Study text:
★ ★ ★ ★ ★ ★ ★
It hides our cheeks and shades our eyes."

She never appreciated her work unless it got a prize or good review or publication. It was never good enough just for its own worth.

Sylvia Plath was born on 27th October 1932, first child of Otto Plath, a professor of entomology and Amelia Schober, a teacher of business skills. Her father was more than twenty years older than her mother and died of complications of diabetes when Sylvia was thirteen. She blamed him for "leaving" her and feared (with good reason) betrayal by the men in her life always. She may have tried to commit suicide after his death. In her poem "Lady Lazarus" she writes:

"I have done it again.
One year in every ten
I manage it-"

And later in the poem

"The first time it happened I was ten,
It was an accident."

Allowing for poetic licence (she was thirteen when her father died) ten, twenty and then thirty when she succeeded an appallingly fatalistic concept of life.

"And I am a smiling woman
I am only thirty.
And like the cat I have nine times to die."

By the time she had been at Smith College for nearly three years despite great academic success which she loved and the praise she needed, she was so depressed she tried and nearly succeeded in killing herself. She took a huge overdose of sleeping tablets which were much more available then than now.
★ ★ ★ ★ ★ ★ ★
Work item A: In the passage on Sylvia Plath, what subject did her father teach as a professor?
Work item B: Copy the passage on Sylvia Plath from "It hides our" to "done it again.".
Answer using only the passage on Sylvia Plath, with no outside knowledge.

Data section:
★ ★ ★ ★ ★ ★ ★
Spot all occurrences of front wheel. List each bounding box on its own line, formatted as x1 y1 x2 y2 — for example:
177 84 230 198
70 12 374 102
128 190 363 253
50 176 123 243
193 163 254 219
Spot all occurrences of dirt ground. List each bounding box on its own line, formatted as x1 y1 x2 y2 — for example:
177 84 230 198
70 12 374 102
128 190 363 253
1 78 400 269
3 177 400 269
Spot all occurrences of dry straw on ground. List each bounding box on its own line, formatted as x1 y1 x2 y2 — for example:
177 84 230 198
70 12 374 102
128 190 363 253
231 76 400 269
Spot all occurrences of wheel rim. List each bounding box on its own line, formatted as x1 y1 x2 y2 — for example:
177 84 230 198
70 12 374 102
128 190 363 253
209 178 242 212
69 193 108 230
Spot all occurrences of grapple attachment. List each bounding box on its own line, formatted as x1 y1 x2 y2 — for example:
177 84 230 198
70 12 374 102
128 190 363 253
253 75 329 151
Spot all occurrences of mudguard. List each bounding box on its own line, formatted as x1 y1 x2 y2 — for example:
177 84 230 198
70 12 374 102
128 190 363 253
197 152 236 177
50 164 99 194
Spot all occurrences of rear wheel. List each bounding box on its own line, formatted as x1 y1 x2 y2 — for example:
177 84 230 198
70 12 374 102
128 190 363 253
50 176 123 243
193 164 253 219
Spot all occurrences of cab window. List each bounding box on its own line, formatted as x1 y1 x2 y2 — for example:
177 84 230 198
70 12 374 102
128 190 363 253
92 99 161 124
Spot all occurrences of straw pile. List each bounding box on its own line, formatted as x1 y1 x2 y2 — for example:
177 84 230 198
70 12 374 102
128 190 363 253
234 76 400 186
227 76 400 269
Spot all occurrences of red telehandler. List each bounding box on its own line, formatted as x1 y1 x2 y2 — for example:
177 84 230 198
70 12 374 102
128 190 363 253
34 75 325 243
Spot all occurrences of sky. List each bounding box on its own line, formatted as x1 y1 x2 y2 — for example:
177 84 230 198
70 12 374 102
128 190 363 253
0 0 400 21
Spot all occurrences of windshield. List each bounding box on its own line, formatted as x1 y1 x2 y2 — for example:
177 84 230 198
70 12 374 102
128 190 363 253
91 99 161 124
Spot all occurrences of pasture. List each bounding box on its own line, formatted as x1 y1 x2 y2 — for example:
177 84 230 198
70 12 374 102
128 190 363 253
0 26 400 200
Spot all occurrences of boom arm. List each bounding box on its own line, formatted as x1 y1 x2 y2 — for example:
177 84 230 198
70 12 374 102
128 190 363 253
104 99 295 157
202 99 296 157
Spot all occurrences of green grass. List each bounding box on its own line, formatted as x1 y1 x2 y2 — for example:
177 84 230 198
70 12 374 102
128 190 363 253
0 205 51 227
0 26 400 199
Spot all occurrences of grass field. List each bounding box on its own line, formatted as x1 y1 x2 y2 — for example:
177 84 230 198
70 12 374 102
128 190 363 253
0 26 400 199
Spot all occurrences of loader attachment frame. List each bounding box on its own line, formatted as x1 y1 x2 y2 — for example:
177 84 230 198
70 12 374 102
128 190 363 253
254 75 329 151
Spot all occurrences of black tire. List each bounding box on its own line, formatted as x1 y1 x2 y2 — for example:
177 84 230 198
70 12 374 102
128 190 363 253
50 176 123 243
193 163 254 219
★ ★ ★ ★ ★ ★ ★
Worked solution A: Entomology.

Worked solution B:
It hides our cheeks and shades our eyes."

She never appreciated her work unless it got a prize or good review or publication. It was never good enough just for its own worth.

Sylvia Plath was born on 27th October 1932, first child of Otto Plath, a professor of entomology and Amelia Schober, a teacher of business skills. Her father was more than twenty years older than her mother and died of complications of diabetes when Sylvia was thirteen. She blamed him for "leaving" her and feared (with good reason) betrayal by the men in her life always. She may have tried to commit suicide after his death. In her poem "Lady Lazarus" she writes:

"I have done it again.